- [What this task involves]: Output range, inclusive: from the line containing "336L277 330L271 324V348L276" to the line containing "box: [257, 254, 304, 300]". Restate those lines from the data below word for word and only those.

- [Data under study]:
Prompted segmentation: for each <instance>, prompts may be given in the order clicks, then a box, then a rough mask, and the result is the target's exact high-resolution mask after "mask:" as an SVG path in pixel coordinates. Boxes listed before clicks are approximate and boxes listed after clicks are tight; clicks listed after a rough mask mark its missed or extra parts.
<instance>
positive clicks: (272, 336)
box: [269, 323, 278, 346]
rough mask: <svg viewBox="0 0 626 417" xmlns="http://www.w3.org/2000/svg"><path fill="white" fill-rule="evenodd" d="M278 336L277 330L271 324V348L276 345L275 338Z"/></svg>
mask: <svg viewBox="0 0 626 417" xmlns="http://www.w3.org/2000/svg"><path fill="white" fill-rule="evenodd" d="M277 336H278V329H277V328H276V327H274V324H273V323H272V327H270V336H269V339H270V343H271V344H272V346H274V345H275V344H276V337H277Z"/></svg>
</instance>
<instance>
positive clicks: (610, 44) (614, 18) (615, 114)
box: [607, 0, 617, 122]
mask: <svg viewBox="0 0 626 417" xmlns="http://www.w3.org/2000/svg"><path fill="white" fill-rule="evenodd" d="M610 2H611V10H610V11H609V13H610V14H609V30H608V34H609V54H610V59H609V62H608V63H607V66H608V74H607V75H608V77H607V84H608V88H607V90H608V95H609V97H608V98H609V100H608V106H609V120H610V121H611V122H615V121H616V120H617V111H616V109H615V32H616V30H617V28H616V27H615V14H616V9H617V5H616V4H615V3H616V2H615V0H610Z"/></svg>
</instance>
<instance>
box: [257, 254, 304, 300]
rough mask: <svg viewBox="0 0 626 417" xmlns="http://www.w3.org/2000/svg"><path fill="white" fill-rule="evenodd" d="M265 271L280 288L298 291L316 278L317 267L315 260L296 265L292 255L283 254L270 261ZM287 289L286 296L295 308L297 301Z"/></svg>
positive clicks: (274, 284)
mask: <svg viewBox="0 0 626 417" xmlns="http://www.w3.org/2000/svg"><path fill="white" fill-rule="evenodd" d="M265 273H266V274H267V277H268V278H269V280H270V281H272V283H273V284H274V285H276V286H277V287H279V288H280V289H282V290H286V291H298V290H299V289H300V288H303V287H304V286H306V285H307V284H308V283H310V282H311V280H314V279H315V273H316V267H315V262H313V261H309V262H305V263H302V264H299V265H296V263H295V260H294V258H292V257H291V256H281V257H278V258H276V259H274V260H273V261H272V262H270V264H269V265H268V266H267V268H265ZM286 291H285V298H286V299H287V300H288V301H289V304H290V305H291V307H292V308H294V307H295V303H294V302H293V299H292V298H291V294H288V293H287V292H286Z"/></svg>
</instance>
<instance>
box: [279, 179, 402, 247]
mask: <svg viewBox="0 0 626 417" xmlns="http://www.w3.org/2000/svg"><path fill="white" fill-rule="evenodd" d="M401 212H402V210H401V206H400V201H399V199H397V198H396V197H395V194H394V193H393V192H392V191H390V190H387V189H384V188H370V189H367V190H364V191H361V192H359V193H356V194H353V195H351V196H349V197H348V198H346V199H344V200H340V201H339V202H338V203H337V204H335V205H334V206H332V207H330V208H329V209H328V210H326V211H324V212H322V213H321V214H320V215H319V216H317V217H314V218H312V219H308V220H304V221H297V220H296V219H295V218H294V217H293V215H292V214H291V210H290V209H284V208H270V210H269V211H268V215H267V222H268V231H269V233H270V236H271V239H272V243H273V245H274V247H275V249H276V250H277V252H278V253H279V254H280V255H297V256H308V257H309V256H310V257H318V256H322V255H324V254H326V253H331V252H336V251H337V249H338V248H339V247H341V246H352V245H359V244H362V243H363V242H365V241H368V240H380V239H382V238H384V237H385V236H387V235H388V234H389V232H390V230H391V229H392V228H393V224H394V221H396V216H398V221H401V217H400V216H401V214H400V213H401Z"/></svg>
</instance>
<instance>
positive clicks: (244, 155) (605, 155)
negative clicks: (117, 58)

- [Answer to this exercise]:
rough mask: <svg viewBox="0 0 626 417" xmlns="http://www.w3.org/2000/svg"><path fill="white" fill-rule="evenodd" d="M278 336L277 330L271 324V348L276 345L275 338Z"/></svg>
mask: <svg viewBox="0 0 626 417" xmlns="http://www.w3.org/2000/svg"><path fill="white" fill-rule="evenodd" d="M277 336H278V329H277V328H276V327H274V324H273V323H272V327H270V336H269V339H270V343H271V344H272V346H274V345H275V344H276V337H277Z"/></svg>
</instance>
<instance>
positive clicks: (610, 44) (614, 18) (615, 114)
box: [607, 0, 617, 122]
mask: <svg viewBox="0 0 626 417" xmlns="http://www.w3.org/2000/svg"><path fill="white" fill-rule="evenodd" d="M610 2H611V10H610V11H609V13H610V14H609V30H608V34H609V54H610V59H609V62H608V63H607V66H608V74H607V75H608V77H607V84H608V88H607V90H608V95H609V97H608V98H609V100H608V106H609V120H610V121H611V122H615V121H616V120H617V111H616V109H615V32H616V30H617V28H616V27H615V14H616V9H617V5H616V4H615V3H616V2H615V0H610Z"/></svg>
</instance>
<instance>
box: [257, 254, 304, 300]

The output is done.